Point placement records:
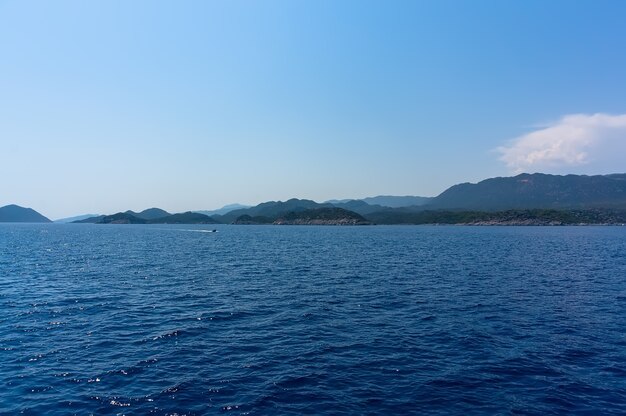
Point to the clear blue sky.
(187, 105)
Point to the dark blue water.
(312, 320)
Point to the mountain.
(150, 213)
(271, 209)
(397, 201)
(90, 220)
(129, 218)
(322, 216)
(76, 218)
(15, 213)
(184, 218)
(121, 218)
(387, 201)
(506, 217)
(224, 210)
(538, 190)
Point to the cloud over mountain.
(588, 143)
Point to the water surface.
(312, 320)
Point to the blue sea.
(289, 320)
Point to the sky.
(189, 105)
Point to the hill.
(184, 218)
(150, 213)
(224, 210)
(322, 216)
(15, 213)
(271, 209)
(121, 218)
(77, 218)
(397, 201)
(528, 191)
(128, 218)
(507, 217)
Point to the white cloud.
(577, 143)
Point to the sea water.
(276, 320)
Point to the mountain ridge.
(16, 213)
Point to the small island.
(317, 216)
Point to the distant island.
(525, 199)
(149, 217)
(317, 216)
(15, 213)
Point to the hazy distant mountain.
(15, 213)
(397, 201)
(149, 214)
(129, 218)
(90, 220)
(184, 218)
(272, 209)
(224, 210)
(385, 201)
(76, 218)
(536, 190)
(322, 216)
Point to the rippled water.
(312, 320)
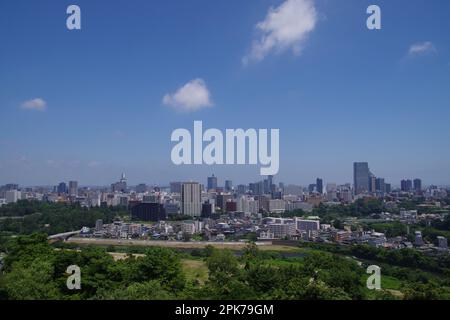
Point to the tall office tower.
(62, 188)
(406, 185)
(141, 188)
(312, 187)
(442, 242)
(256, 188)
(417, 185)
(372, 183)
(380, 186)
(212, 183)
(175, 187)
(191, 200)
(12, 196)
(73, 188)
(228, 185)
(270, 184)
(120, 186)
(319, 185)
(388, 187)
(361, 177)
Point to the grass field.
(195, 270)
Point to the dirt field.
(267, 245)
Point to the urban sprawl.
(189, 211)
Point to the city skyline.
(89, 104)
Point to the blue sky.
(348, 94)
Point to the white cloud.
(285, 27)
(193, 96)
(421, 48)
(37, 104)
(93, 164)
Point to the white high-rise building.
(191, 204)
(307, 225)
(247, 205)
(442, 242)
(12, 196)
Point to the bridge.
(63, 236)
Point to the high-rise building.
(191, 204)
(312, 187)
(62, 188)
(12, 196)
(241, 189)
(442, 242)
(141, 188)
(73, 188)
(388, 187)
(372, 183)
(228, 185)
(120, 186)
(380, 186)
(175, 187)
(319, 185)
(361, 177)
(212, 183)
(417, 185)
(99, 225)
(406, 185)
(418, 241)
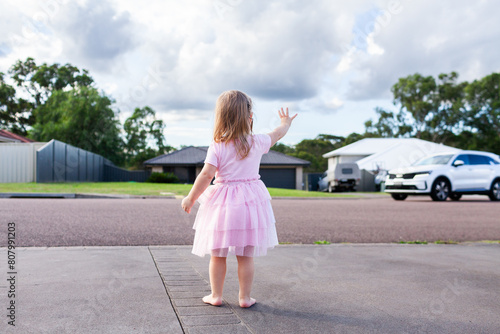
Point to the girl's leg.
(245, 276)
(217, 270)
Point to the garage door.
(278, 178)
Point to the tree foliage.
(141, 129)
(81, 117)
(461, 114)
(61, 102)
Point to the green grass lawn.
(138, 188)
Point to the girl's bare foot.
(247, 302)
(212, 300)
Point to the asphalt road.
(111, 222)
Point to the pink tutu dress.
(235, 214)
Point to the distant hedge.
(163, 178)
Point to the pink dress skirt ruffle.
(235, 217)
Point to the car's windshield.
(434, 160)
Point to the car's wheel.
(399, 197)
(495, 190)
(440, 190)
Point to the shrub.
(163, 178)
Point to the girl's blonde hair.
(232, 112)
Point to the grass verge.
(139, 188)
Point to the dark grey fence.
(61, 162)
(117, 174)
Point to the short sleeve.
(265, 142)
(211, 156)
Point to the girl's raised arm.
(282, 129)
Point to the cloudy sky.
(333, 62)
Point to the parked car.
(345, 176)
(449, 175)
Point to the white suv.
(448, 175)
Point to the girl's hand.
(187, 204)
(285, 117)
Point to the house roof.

§ Task brief: Your task is to extract the lines running from the one with "Point to the tree foliage." to the end of the material, inclusive, copying each exactly and adding nothing.

§ Written reply:
Point to the tree foliage.
(141, 129)
(81, 117)
(461, 114)
(61, 102)
Point to the green grass lawn.
(138, 188)
Point to the girl's bare foot.
(247, 302)
(212, 300)
Point to the asphalt road.
(111, 222)
Point to the pink tutu dress.
(235, 214)
Point to the distant hedge.
(163, 178)
Point to the pink dress skirt ruffle.
(235, 217)
Point to the car's windshield.
(434, 160)
Point to the car's wheel.
(399, 197)
(495, 190)
(440, 190)
Point to the shrub.
(163, 178)
Point to the girl's blonde hair.
(232, 112)
Point to the grass verge.
(139, 188)
Point to the dark grey fence.
(61, 162)
(117, 174)
Point to the short sleeve.
(265, 142)
(211, 156)
Point to the girl's raised arm.
(282, 129)
Point to the cloudy sky.
(333, 62)
Point to the parked car.
(345, 176)
(449, 175)
Point to the white suv.
(448, 175)
Point to the girl's hand.
(187, 204)
(285, 117)
Point to the house roof.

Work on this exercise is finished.